Where a line holds the word "Quickstart", copy that line from the data below.

Dataset entries:
____________
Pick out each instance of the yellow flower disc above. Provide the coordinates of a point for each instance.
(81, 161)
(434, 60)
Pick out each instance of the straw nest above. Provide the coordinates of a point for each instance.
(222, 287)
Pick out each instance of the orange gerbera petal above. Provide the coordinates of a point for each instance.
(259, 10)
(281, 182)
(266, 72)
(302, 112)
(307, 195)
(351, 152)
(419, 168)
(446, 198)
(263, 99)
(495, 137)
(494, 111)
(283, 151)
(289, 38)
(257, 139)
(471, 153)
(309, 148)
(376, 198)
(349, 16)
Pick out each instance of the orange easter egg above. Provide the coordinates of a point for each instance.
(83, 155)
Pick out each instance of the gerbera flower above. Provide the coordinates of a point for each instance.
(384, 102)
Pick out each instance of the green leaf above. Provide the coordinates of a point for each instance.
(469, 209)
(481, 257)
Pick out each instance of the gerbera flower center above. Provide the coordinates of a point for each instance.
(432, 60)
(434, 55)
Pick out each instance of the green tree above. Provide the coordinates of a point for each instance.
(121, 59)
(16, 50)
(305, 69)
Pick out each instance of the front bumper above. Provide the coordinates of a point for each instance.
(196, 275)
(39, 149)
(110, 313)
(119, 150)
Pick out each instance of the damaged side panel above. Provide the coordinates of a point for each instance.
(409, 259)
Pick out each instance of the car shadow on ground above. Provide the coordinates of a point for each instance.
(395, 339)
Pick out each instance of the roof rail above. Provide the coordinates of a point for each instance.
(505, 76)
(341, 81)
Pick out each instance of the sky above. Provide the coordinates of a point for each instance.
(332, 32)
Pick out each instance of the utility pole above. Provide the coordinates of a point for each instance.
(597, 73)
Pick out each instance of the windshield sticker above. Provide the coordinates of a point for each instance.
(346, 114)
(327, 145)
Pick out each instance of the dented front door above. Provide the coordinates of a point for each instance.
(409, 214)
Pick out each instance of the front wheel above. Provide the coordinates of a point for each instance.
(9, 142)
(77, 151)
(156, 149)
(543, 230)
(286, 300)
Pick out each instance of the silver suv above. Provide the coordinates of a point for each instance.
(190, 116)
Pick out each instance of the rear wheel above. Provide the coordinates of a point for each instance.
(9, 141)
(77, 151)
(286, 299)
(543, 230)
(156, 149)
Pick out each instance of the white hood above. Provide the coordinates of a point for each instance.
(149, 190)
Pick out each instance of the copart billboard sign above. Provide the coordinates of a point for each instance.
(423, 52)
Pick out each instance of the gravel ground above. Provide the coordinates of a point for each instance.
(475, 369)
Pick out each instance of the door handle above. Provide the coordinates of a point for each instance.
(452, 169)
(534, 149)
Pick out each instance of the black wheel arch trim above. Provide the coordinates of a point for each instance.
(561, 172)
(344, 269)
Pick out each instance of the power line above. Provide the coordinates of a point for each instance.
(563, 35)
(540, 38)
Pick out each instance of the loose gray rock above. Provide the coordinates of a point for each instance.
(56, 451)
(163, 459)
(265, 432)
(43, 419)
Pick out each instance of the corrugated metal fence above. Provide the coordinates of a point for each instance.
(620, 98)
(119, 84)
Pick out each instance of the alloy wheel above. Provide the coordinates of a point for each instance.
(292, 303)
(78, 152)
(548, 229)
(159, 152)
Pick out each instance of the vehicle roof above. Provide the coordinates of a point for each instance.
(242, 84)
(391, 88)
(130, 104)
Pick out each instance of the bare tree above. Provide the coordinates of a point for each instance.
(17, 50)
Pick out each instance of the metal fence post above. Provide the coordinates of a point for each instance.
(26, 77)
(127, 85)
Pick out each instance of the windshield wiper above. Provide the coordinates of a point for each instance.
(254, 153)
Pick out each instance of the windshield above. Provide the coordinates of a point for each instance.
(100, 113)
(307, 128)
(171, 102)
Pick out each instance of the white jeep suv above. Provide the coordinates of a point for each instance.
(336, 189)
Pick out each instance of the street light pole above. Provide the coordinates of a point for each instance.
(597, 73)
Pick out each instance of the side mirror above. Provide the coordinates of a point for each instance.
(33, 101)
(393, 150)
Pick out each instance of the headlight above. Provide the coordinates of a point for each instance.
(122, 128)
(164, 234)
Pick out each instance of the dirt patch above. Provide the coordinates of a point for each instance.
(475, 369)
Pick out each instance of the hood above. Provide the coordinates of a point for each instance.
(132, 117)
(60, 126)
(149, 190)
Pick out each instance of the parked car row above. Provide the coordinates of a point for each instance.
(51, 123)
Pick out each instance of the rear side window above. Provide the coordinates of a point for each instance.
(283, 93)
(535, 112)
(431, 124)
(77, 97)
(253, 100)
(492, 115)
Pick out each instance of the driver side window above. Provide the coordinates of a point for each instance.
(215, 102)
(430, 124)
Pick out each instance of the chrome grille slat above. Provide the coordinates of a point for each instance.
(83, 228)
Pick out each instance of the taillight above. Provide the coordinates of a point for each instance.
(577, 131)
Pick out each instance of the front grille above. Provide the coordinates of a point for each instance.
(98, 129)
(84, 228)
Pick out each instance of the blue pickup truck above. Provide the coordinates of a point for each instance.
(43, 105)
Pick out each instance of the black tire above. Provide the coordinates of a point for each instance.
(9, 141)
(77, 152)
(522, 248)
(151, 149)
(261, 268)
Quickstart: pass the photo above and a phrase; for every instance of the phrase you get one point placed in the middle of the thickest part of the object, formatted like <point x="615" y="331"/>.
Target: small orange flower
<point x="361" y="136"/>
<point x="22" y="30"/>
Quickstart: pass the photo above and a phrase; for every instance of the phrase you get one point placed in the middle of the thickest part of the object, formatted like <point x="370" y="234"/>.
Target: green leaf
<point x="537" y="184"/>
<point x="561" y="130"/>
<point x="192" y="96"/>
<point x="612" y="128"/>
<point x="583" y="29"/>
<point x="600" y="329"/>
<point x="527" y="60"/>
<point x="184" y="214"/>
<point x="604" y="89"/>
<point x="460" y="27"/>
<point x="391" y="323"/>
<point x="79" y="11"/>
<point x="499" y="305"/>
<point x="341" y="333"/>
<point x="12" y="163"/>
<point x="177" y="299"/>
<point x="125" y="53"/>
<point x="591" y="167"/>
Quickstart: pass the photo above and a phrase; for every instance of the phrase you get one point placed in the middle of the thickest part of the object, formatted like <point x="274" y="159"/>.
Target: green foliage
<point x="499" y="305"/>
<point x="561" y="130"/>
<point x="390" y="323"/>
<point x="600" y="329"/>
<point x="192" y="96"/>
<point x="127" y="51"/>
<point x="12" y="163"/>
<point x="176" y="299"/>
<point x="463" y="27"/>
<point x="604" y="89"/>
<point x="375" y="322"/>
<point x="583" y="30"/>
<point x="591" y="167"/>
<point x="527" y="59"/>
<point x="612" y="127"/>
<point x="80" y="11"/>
____________
▸ **ANSWER SECTION**:
Quickstart: pass the photo above and a phrase; for every instance of the phrase you get one point placed in the middle of the thickest part of the object, formatted like <point x="615" y="331"/>.
Quickstart: pass the photo above and a phrase; for every instance of the phrase you get one point placed in the middle of the thickest part of the object, formatted like <point x="370" y="234"/>.
Quickstart: pass the photo above and a phrase; for every instance of the phrase you get one point placed in the middle of the thickest part of the object, formatted like <point x="274" y="159"/>.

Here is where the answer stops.